## Extract
* * * * * * * * *
[Stoves] Air power Re: Burning saw dust in TLUD stove

Crispin Pemberton-Pigott crispinpigott at gmail.com
Tue Jan 18 21:03:38 CST 2011


Dear Richard and Kevin and Robert

 

I found the description confusing. I also thought that he was describing a
top lit updraft stove with some air provided from below. 

 

There is a company in Turkey called SILVER that makes TLUD stoves and has
been doing so since 1958. I am in fact reprocessing a test done in December
on one of them, not the smallest version. It peaks three times at 24 kW
during the burn. It behaves badly and needs better secondary air which I
found easy to add. They it was really good.  I think they had never had a
test done before, certainly not one with gases and PM.  Lots of potential
with small modifications.

 

So TLUD is not all that new I guess. It keeps getting rediscovered because
it is a good system at least for some applications. In UB not being able to
refuel it until it is nearly out is a major disadvantage. 

 

Richard re the crusher:

>.but why such an investment in thickness across the full diameter of the
flywheel. 

 

Cost, strength and no machining. It is CNC flame cut. The mounting flange
and handle holes are drilled later but that's all.

 

>Wouldnt it be far better to thin out the inside and fatten up the outside. 

 

Then it would have to be cast. No way.
* * * * * * * * *
## Complete the following
1: Decide whether each statement agrees with the TLUD stove message: (a) SILVER has made TLUD stoves since 1958; (b) the SILVER stove tested in December was the smallest version; (c) the crusher flywheel is cast. Answer yes or no for each, quoting the deciding words.
2: Go on with the TLUD stove message from its last line.
The data that follow aren't needed for anything here.
* * * * * * * * *
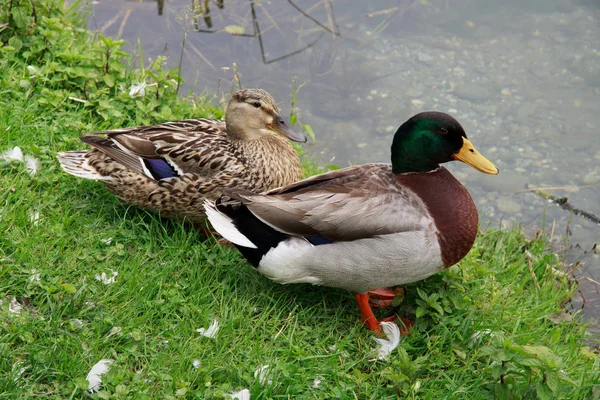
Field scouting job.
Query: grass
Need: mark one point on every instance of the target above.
(484, 328)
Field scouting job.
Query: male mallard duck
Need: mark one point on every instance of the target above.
(173, 166)
(365, 227)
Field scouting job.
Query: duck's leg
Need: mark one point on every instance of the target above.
(369, 318)
(383, 297)
(380, 298)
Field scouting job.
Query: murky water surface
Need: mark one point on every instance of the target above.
(522, 77)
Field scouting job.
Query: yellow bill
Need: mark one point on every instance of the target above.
(469, 155)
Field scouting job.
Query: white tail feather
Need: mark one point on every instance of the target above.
(223, 224)
(76, 164)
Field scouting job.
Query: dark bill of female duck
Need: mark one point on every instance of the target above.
(279, 126)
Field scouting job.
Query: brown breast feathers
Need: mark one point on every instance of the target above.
(451, 207)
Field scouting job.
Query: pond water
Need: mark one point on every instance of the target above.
(522, 77)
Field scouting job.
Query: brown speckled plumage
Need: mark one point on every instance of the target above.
(204, 155)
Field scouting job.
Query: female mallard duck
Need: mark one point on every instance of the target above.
(172, 167)
(364, 227)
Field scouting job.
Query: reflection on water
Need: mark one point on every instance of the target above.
(523, 77)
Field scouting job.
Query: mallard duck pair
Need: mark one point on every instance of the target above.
(366, 227)
(171, 168)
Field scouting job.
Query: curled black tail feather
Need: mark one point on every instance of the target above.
(262, 235)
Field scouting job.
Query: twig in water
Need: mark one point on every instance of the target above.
(331, 17)
(563, 202)
(334, 32)
(529, 257)
(125, 18)
(382, 12)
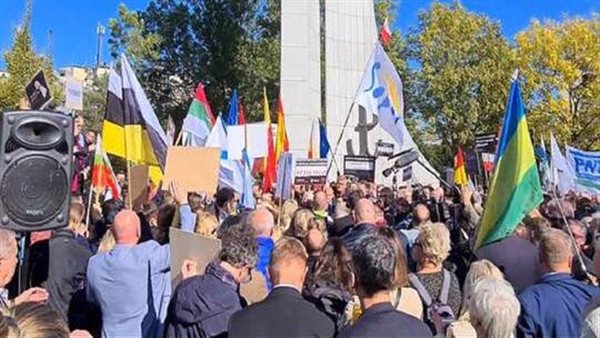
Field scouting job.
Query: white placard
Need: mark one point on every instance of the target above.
(256, 139)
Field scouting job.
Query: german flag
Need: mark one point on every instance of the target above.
(131, 129)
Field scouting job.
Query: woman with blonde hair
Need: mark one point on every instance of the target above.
(432, 281)
(206, 224)
(33, 320)
(302, 222)
(479, 269)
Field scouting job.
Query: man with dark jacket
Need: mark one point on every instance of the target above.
(516, 257)
(201, 306)
(553, 306)
(364, 223)
(374, 262)
(284, 313)
(66, 271)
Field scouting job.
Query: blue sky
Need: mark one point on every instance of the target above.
(73, 22)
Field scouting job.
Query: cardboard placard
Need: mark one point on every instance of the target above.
(140, 185)
(196, 169)
(38, 92)
(187, 245)
(362, 167)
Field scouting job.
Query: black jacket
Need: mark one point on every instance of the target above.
(382, 320)
(67, 265)
(201, 306)
(357, 233)
(329, 299)
(284, 313)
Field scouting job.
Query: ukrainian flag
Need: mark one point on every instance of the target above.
(515, 187)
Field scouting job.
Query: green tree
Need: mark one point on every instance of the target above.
(128, 35)
(224, 44)
(94, 101)
(560, 65)
(22, 63)
(462, 74)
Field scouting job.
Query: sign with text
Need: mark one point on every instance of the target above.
(310, 171)
(285, 171)
(196, 169)
(586, 168)
(363, 167)
(38, 92)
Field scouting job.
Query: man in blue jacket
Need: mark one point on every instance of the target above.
(553, 306)
(262, 222)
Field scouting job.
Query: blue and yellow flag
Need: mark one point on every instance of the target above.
(515, 187)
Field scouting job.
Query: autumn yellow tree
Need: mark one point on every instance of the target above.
(22, 63)
(560, 65)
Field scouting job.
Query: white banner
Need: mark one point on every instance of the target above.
(253, 136)
(586, 169)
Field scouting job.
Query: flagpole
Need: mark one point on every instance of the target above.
(89, 207)
(564, 218)
(129, 185)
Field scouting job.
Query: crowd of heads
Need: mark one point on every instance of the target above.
(411, 229)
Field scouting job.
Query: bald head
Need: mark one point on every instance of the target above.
(262, 221)
(320, 201)
(364, 212)
(126, 228)
(556, 251)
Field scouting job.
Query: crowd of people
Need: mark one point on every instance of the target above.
(349, 259)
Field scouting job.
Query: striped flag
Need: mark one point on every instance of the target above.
(269, 169)
(103, 177)
(282, 144)
(232, 116)
(200, 119)
(460, 172)
(385, 34)
(515, 187)
(131, 129)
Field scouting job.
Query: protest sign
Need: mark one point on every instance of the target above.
(187, 245)
(74, 94)
(251, 136)
(586, 169)
(310, 171)
(283, 188)
(140, 185)
(362, 167)
(196, 169)
(38, 92)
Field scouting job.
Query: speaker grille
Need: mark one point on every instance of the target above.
(33, 190)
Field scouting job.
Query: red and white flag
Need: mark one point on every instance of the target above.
(385, 34)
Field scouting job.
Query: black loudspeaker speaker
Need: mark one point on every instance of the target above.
(36, 152)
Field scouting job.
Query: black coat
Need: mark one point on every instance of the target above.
(68, 260)
(516, 257)
(284, 313)
(382, 320)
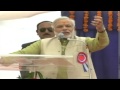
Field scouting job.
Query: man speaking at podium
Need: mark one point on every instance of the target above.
(67, 43)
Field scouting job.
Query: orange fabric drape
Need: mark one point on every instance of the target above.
(110, 20)
(85, 21)
(118, 21)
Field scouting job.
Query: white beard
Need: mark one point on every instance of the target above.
(71, 35)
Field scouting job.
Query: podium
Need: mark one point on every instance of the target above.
(46, 66)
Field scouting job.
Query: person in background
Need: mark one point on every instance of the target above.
(66, 43)
(44, 30)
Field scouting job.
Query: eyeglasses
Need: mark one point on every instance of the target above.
(44, 29)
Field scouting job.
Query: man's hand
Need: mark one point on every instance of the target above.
(98, 23)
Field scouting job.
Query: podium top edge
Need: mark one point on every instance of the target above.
(31, 55)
* * * * * * * * *
## Responses to the tasks
1:
(a) Yes: "has been doing so since 1958"
(b) No: "not the smallest version"
(c) No: "It is CNC flame cut."

2:
 

The MV squared rule  has me thinking that you want the maximum percentage of
available mass at the largest radius where it is moving the fastest...There
is a far more elegant way to say that eh ?  

 

Elegance means efficacious simplicity, not necessarily least quantity of
material.

 

>Did anyone think about making up a water tight ring chamber  with lots of
baffles for filling with water as the mass ? 

 

Yes. Too expensive and will definitely leak after it is dropped a few times.
Unrepairable in the field.

 

>.easier on the hands when you hit  really solid bits of rock concrete or
steel rbar...etc.  

 

The hands feel nothing. The 2 x 85 kg flywheels crush anything in their
path. It will crush tombstone granite to 5mm chips. I have seen it crush
road spalls with a Treton Impact value of 8 which is too hard for a
commercial crushing operation. The rocks explode 3 metres into the air when
they finally yield!

 

> Now don'tchya just love this kind of armchair defacto critique ?

 

That is where many good ideas come from. Most fields of engineering
(including stoves) are filled with 'thou shalts' and 'shalt nots'. Many an
off the wall comment inspires a new direction, unrestrained by the
'obscuring dust of acquired knowledge'.

 

The machine was developed by Nigel and Yours Truly P-P in 1995 after two
years of theoretical work and chasing up one failed avenue. The plan was to
increase income and limit eye and hand injuries while still operating
manually. There are a few hundred of them around.

 

Institutional stove projects (there is one coming up in Namibia) need
aggregate for bases and slabs and this is one way to cut transport costs a
lot. I like the fact the money goes to labour rather than imported
equipment, maintenance and fuel.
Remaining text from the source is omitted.